[Start of section]

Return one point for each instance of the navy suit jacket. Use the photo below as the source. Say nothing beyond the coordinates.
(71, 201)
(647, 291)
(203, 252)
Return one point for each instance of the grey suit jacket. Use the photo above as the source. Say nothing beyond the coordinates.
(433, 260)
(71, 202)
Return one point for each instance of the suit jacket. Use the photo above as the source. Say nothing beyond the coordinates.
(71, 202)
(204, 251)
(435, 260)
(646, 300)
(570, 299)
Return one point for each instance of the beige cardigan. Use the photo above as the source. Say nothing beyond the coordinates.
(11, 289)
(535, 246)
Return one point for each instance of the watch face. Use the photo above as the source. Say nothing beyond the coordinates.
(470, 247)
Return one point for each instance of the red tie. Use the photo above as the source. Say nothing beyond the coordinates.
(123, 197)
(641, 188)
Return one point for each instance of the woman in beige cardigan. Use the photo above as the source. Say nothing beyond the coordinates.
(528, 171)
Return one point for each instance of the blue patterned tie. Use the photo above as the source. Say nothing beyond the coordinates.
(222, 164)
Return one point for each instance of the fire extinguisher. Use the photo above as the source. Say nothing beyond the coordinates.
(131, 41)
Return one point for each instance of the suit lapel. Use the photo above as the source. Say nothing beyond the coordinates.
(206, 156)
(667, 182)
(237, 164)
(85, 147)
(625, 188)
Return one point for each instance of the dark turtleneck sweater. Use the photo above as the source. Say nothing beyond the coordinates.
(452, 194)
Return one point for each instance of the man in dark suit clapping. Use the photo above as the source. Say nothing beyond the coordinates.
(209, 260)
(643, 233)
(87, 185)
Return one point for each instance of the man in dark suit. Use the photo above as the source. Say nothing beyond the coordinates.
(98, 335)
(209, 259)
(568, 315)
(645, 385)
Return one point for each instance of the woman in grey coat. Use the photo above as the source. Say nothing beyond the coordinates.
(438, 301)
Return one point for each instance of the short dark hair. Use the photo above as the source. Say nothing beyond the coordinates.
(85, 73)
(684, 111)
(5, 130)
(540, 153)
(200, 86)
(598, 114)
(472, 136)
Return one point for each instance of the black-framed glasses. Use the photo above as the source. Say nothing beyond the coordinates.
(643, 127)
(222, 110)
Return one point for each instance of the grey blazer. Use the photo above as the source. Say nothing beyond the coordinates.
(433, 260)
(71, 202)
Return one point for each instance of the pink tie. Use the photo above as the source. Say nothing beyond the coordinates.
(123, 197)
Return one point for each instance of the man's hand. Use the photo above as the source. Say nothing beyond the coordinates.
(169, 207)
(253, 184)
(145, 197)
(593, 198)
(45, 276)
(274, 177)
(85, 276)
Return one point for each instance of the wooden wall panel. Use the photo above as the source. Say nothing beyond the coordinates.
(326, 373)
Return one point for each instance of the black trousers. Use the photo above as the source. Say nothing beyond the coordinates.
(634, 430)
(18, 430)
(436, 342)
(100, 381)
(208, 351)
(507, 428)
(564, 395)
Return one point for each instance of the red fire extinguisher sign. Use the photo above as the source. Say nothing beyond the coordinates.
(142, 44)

[End of section]

§ **To do**:
Every line of the data above is to be repeated exactly.

§ **Result below**:
Return one point for each instance of the navy suit jacket. Use the photo below as the source. Say nothing beyond the coordinates.
(71, 201)
(647, 291)
(203, 252)
Return one point for each instance of the grey suit jacket. Use the photo above as the source. Say nothing beyond the coordinates.
(433, 260)
(71, 202)
Return one point for each instance of the suit jacket. Use the photo above as the source. Say nothing beyond the coordinates.
(71, 202)
(204, 251)
(435, 260)
(646, 300)
(570, 299)
Return one point for each instance of the beige cardigan. Use the photo above as the source. Say nothing beyond the coordinates.
(11, 289)
(535, 246)
Return one point for each instance of the watch face. Use the photo above as the source. Say nothing beyond the coordinates.
(470, 247)
Return one point for each instance of the red tie. Use the photo above as the source. Say nothing beyond the coordinates.
(123, 197)
(641, 188)
Return one point for each instance of the woman in beige cardigan. Use the photo above as the source. Say nothing beyond the coordinates.
(528, 171)
Return one point for each instance of the blue patterned tie. Use the photo above as the source. Say nothing beyond the coordinates.
(222, 164)
Return one point for each instance of the fire extinguisher. Use the photo above as the source. Say nothing beyond the coordinates.
(131, 41)
Return one point for each instance of the suit lapel. Use the photo above as the source. Say nothing beyond the coordinates.
(206, 156)
(667, 182)
(237, 164)
(85, 147)
(625, 188)
Return one point for each instance of the dark turtleneck sweater. Use the photo above as the source. Say nothing beyond the coordinates.
(452, 194)
Return one point for each instance of the man in dark suit clapping. Use the photo above as the source. Say nothing beyond the coordinates.
(209, 260)
(643, 233)
(87, 185)
Return one point for each instance of the man in dark suit. Use the photo above as the source. Say nothing beyond the coordinates.
(98, 335)
(209, 259)
(568, 315)
(645, 385)
Return one point for each instance of the woman in grey coat. Use the photo above as the source. Say nothing beyond the coordinates.
(438, 301)
Return one point for each instance of the short dark hair. Use the photo above as the source. Say nothing beyond the coordinates.
(85, 73)
(684, 111)
(5, 130)
(540, 153)
(200, 86)
(598, 114)
(472, 136)
Return one point for each instance of the black-framed glasses. Use the photo above as the source. Say nothing beyond the coordinates.
(643, 127)
(222, 110)
Return one point for each instance of the grey blazer. Use the photo above as the source. Say nothing beyond the coordinates.
(433, 260)
(71, 202)
Return one point for each instance of the pink tie. Use the photo above as the source. Say nothing beyond the coordinates.
(123, 197)
Return one point for each instance of the man's hand. Use the photo above as the source. Say nothing beyond the coordinates.
(169, 207)
(253, 184)
(145, 197)
(593, 198)
(45, 276)
(274, 177)
(85, 276)
Return one point for each instance of the wooden wall panel. Use the photo above as the source. Say nothing beyond the coordinates.
(326, 373)
Return one point for each instance of the black trousers. Use the photo above as the source. Say nothing beyond the coordinates.
(634, 430)
(18, 430)
(436, 342)
(100, 381)
(208, 351)
(507, 428)
(564, 395)
Return one point for each instance of the red fire extinguisher sign. Use the photo above as the source. Say nothing beyond the coordinates.
(142, 44)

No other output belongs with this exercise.